Count the lines in the entries below that contain the word "hill", treating uppercase and lowercase as distinct. Reply with the number alone.
========================
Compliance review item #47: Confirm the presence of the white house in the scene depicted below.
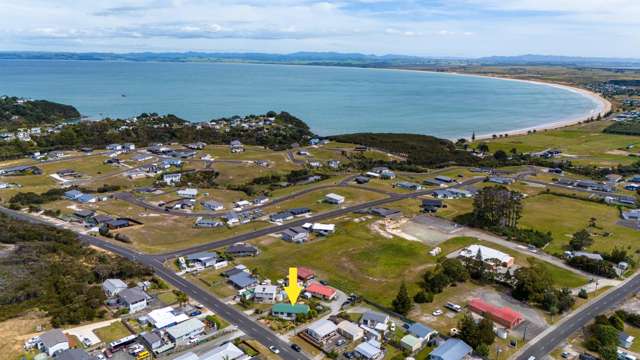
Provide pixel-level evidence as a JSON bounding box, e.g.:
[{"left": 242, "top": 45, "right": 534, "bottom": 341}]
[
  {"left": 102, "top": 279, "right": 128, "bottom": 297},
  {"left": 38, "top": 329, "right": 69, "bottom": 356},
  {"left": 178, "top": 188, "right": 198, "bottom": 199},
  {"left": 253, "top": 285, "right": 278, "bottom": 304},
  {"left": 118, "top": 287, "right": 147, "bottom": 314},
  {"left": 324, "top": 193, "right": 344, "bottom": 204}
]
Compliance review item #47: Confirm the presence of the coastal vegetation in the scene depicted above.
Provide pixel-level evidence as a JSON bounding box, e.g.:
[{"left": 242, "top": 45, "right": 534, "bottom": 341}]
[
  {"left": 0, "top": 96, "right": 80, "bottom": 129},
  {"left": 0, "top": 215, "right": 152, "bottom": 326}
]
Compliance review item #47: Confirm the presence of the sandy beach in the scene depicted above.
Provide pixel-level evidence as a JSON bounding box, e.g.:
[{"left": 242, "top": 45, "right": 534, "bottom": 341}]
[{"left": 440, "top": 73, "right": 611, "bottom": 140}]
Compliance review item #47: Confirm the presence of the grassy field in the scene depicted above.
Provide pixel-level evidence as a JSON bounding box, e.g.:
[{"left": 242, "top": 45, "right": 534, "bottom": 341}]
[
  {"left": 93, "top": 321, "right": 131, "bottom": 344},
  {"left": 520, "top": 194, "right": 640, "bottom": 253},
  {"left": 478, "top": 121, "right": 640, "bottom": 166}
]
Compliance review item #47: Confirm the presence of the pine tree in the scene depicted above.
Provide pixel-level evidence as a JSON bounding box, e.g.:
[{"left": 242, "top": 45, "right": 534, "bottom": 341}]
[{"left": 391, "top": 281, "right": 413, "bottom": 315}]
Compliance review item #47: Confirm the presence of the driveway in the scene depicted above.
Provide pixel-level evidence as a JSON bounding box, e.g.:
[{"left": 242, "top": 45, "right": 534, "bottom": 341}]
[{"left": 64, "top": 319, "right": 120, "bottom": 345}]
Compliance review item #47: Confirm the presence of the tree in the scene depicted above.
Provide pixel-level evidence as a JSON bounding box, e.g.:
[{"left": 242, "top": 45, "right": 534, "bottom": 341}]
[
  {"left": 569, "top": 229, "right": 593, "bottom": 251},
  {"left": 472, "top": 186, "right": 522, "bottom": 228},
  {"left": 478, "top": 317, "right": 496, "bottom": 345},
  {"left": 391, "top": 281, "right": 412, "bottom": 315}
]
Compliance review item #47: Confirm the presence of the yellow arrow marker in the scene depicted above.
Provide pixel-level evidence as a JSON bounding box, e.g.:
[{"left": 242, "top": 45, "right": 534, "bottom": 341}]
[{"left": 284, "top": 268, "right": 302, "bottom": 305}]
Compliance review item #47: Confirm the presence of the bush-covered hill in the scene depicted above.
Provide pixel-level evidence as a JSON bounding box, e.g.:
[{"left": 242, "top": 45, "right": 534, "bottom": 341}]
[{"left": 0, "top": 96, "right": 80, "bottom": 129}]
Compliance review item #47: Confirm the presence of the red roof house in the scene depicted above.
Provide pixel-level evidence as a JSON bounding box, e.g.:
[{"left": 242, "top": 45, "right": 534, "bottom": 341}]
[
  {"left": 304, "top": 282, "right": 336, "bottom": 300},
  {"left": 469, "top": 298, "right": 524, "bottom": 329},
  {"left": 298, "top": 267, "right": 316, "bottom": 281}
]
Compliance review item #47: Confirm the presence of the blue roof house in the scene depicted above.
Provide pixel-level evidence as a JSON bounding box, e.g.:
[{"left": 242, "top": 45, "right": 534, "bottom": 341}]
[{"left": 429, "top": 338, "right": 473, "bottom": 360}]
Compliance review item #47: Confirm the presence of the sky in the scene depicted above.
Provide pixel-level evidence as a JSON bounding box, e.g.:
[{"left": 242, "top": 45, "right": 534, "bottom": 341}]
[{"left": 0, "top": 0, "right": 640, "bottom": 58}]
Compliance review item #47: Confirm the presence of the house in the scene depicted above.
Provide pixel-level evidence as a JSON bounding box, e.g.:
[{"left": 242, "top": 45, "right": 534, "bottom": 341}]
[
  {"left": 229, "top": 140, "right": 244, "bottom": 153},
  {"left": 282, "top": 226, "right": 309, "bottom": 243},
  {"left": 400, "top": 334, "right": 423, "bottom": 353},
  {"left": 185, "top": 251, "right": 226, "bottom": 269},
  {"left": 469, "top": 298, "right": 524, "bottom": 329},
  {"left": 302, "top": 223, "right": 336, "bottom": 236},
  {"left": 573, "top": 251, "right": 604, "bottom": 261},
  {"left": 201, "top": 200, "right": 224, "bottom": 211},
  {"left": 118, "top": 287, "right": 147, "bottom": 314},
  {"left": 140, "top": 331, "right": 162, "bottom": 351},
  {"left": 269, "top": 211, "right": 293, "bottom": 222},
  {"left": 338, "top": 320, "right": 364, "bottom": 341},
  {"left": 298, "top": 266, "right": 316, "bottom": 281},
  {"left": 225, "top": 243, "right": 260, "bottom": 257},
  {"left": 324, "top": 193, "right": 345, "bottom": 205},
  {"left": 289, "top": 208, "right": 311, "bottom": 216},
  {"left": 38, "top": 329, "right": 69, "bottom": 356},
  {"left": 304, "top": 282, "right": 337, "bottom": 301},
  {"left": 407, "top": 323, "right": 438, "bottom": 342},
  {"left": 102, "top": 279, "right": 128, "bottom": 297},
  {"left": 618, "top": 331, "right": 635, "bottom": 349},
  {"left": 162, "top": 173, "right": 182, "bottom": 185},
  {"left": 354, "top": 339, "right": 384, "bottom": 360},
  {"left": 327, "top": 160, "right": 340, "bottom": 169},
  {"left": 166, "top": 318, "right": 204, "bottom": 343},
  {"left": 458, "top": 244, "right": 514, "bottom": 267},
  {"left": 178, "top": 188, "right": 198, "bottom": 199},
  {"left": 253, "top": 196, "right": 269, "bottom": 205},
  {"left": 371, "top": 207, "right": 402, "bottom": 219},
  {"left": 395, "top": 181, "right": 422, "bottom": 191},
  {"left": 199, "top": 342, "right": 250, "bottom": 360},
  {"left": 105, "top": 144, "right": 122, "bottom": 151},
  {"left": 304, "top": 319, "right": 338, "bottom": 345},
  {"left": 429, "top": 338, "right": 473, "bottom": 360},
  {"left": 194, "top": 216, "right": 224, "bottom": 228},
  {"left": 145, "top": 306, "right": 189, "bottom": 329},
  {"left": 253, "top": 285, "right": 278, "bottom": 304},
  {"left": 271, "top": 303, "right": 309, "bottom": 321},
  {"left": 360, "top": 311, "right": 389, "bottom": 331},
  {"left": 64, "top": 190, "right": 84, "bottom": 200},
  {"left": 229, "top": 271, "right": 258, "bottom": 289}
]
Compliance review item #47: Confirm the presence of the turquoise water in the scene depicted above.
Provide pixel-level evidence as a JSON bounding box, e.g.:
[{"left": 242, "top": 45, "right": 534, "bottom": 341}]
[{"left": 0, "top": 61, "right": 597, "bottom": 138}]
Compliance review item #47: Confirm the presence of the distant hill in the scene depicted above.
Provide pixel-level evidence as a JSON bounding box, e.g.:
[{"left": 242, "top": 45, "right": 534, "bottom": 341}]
========================
◆ **Solution for this exercise**
2